§ **WRITTEN PROBLEM 1**:
Print the passage of the essay on being nearsighted and farsighted from "Before I go" to "need each other.", word for word.

§ **TEXT**:
Nearsighted And Farsighted

I’m continuing to ponder the ways that we see others and ourselves. These are all thoughts that I have worked through over the years as I have wrestled with how to see myself and others–especially difficult people.

In the last few days, I have been thinking about being nearsighted and farsighted in how we see others and ourselves.

Nearsightedness

I’ve encountered people who are very nearsighted. They are very focused on themselves and cannot see past their own wounds and sufferings. They can be overly sensitive and the slightest (real or imagined) offense will cause them to cry, “You knew I was wounded in this way, you knew I struggled with this, and you deliberately hurt me!” Yet, they can say the meanest things and excuse themselves with “Oops! I didn’t mean that! It was an accident. You shouldn’t be so sensitive.” These people tend to want (demand) understanding, patience, unconditional love, but they cannot see that others suffer and need it too. They are very difficult to deal with because they can never SEE you, only themselves.

Before I go any further with this, I want to say that we all go through times of difficulty and suffering, and we all get discouraged, heartbroken, and crushed, and sometimes our deep wounds ache. We all need to have people to encourage us during these times–to remind us of truth, to lovingly help us get to our feet, to walk alongside us. Life is difficult, and none of us can make it alone. We need each other.

I have known people who never share their struggles with anyone, who never admit to a fault, who never acknowledge that they sometimes need help. I believe this can be as much of a problem as focusing too much on ourselves. People who always must be strong often have a pride problem, really, because they want to look good to others, they want to be the one with all the answers.

I believe that no one is weak all the time, and no one is strong all the time. I once pondered that we need to be real about both our weaknesses and strengths instead of be all one or the other because there are things we can learn from both strength and weakness. For example:

  • In sharing from our strengths and abundance, we learn to be people of generosity and unselfishness. We get to let God use us to bless others in awesome ways. However, if we must always be strong, we can tend toward arrogance and hypocrisy, hiding our weaknesses and faults from others. We set up barriers between us and others because we hide behind the barriers and don’t let others see who we really are. We prevent God from using others to bless and help us, and we rob others of the blessings of being used by God to help us. We can feel that no one cares when really we don’t let people care for us. In trying to be always strong, we actually set ourselves up as a god to others–the one who is always strong and always gives, something that only God is and can be.

§ **WRITTEN PROBLEM 2**:
Identify each line in the records that contains the string "handle", and copy every such line exactly.

§ **MATERIAL FOR THIS EXERCISE**:
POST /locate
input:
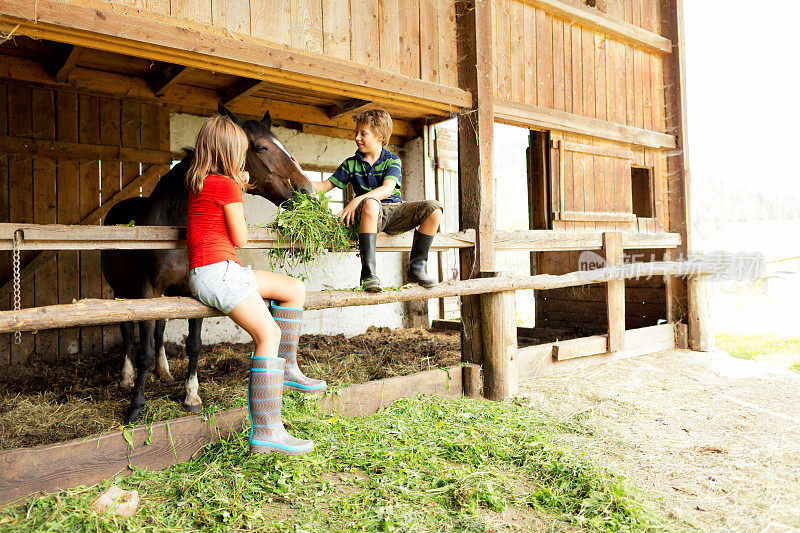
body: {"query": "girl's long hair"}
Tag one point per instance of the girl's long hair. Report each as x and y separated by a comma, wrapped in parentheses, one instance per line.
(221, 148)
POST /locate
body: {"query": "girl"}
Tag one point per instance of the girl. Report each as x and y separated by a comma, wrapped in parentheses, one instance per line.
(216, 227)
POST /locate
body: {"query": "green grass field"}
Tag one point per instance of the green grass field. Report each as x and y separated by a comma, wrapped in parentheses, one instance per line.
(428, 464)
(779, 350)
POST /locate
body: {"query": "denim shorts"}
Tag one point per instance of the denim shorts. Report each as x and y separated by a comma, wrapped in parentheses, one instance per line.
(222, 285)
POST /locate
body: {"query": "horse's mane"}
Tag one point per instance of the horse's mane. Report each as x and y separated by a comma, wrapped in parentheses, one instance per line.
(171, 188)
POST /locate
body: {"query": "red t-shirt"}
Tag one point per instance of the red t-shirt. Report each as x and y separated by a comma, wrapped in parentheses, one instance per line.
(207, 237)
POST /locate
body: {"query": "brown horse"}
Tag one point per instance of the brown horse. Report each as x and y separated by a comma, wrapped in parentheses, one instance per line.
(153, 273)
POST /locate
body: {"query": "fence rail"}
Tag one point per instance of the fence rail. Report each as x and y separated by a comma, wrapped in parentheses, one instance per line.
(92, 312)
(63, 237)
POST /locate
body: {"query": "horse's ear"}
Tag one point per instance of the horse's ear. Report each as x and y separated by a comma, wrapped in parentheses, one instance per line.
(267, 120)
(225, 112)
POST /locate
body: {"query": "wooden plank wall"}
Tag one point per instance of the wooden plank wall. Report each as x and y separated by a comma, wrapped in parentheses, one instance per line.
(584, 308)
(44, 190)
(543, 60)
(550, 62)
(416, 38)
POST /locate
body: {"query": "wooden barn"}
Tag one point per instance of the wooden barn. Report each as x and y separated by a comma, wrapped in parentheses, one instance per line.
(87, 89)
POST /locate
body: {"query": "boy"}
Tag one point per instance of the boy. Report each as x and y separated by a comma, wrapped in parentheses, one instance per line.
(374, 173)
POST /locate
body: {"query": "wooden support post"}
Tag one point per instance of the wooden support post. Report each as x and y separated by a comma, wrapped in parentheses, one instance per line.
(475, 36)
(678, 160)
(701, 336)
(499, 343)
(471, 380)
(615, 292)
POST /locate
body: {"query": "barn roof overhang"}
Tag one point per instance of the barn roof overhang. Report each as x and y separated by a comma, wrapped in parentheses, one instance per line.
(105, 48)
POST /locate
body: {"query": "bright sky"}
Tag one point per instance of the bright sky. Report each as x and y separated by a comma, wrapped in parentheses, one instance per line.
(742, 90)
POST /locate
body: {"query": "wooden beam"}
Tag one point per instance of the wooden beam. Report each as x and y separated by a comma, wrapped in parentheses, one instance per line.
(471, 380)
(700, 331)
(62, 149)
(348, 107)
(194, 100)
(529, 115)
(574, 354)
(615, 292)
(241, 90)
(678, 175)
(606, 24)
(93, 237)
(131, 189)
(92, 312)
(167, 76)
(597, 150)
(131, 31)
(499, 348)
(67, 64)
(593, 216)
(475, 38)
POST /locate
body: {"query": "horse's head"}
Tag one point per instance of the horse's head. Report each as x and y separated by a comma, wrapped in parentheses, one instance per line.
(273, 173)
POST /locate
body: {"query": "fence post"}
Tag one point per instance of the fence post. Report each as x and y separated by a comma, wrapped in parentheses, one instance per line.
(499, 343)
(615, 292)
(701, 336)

* * *

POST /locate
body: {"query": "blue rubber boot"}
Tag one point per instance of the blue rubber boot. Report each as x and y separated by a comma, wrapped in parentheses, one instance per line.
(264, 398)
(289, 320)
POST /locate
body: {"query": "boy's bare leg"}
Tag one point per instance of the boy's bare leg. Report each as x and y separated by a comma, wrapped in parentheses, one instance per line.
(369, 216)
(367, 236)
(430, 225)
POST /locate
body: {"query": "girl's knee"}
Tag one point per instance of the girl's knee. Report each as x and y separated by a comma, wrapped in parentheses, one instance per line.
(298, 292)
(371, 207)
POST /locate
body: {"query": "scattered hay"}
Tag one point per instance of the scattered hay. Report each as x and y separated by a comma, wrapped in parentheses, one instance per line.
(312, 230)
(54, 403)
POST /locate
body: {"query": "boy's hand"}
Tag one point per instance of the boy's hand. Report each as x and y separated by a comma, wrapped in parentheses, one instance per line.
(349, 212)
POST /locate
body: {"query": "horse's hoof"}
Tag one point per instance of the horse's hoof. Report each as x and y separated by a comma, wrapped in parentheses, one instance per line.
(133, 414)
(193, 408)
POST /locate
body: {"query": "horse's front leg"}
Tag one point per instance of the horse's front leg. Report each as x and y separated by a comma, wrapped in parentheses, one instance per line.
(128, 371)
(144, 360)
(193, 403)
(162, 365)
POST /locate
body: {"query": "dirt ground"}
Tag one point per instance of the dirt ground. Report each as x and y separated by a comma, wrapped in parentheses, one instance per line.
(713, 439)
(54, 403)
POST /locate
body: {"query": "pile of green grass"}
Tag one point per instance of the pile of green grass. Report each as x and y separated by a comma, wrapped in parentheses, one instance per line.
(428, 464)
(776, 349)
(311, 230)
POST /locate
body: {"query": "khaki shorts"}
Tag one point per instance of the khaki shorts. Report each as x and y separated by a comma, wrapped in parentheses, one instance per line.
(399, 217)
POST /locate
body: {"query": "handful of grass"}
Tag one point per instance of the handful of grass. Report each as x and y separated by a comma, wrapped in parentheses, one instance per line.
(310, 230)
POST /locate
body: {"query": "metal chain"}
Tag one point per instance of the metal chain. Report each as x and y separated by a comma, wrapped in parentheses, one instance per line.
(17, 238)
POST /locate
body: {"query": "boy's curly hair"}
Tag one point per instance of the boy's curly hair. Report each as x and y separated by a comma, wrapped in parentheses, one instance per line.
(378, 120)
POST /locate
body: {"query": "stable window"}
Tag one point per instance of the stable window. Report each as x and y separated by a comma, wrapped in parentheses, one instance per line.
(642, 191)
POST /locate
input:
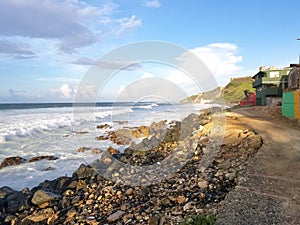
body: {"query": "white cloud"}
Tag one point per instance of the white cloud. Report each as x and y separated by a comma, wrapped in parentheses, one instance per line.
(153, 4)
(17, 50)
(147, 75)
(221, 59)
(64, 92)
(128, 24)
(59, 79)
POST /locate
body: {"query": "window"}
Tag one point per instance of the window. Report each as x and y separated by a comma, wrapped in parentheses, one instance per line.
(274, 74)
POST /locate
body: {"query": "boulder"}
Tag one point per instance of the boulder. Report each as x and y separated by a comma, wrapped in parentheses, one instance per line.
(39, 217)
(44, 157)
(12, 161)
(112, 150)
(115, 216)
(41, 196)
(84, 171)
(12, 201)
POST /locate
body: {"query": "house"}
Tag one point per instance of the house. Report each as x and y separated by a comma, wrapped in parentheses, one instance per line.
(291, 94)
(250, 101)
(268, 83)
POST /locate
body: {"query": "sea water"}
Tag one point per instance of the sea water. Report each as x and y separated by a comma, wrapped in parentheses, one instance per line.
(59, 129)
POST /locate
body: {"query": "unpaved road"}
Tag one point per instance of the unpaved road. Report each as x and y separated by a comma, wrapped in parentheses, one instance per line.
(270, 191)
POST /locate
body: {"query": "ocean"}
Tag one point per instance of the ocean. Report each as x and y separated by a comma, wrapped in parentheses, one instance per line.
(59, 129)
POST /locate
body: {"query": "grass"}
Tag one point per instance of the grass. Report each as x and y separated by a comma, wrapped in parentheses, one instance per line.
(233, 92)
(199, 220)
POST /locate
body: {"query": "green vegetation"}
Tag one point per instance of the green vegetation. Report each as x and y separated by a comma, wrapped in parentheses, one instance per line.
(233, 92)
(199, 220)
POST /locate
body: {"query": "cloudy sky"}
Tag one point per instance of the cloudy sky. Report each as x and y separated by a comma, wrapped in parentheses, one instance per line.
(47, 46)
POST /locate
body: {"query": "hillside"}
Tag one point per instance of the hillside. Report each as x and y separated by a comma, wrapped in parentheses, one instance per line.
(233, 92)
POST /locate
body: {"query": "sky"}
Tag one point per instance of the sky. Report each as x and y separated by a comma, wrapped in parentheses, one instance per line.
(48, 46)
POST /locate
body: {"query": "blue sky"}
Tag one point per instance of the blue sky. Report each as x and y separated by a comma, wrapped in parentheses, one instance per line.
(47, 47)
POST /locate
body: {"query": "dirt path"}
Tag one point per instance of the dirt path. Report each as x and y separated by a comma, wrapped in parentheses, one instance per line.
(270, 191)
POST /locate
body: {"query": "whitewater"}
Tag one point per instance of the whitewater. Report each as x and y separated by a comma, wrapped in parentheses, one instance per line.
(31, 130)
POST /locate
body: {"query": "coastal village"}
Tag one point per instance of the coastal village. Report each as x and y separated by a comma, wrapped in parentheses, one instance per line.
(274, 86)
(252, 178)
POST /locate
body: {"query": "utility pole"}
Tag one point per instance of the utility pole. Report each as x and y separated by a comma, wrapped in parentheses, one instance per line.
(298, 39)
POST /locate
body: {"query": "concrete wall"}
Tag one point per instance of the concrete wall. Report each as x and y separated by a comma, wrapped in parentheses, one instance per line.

---

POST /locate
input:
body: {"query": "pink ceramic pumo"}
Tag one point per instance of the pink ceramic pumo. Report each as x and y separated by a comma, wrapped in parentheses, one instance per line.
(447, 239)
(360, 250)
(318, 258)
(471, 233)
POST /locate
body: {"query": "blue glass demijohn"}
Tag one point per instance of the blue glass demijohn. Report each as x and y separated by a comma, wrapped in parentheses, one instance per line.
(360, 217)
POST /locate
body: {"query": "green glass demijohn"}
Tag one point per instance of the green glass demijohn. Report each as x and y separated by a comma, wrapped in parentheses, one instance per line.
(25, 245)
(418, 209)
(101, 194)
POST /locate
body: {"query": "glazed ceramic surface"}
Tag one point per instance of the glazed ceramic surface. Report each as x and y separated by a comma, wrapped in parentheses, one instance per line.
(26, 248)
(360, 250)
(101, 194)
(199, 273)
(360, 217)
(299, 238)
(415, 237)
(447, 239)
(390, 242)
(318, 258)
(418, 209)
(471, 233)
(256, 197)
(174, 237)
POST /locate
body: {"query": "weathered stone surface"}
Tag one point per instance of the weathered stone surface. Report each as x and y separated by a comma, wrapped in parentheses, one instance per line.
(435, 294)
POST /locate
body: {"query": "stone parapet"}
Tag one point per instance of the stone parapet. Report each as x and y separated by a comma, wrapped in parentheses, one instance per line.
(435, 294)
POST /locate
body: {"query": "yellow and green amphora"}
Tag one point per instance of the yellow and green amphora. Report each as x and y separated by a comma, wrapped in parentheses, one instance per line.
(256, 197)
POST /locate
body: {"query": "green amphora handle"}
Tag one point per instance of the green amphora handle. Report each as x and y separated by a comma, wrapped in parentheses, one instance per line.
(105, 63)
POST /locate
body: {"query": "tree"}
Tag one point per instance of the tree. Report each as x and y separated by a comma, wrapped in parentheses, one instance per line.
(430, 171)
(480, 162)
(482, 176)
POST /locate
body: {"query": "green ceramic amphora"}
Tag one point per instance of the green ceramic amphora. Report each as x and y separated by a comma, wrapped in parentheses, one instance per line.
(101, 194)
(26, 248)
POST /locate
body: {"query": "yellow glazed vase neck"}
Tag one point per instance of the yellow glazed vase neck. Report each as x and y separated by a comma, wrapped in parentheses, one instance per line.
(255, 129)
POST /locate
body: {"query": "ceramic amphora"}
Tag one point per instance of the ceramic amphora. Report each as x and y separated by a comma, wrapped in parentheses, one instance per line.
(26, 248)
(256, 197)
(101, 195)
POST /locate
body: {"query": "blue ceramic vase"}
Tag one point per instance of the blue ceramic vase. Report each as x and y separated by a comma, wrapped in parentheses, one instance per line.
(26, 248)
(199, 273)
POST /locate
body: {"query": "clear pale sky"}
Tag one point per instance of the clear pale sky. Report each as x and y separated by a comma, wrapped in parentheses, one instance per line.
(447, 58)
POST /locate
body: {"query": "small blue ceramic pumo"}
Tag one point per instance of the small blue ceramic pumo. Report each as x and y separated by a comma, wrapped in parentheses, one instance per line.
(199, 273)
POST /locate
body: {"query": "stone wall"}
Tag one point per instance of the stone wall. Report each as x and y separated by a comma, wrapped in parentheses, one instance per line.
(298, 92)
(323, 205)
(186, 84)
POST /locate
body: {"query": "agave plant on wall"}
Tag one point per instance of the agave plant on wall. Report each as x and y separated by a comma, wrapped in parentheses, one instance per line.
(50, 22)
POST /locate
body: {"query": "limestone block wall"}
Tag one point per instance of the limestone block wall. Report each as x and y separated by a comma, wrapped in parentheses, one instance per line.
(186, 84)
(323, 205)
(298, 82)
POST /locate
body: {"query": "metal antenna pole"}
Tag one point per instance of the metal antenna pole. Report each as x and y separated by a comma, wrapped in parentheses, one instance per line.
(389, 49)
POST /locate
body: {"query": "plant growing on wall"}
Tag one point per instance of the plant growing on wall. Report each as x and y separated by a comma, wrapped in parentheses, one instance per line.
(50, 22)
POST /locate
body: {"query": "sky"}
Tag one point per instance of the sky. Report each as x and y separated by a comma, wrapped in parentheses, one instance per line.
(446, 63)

§ **FULL ANSWER 1**:
Before I go any further with this, I want to say that we all go through times of difficulty and suffering, and we all get discouraged, heartbroken, and crushed, and sometimes our deep wounds ache. We all need to have people to encourage us during these times–to remind us of truth, to lovingly help us get to our feet, to walk alongside us. Life is difficult, and none of us can make it alone. We need each other.

§ **FULL ANSWER 2**:
body: {"query": "green amphora handle"}
Tag one point per instance of the green amphora handle. Report each as x and y separated by a comma, wrapped in parentheses, one instance per line.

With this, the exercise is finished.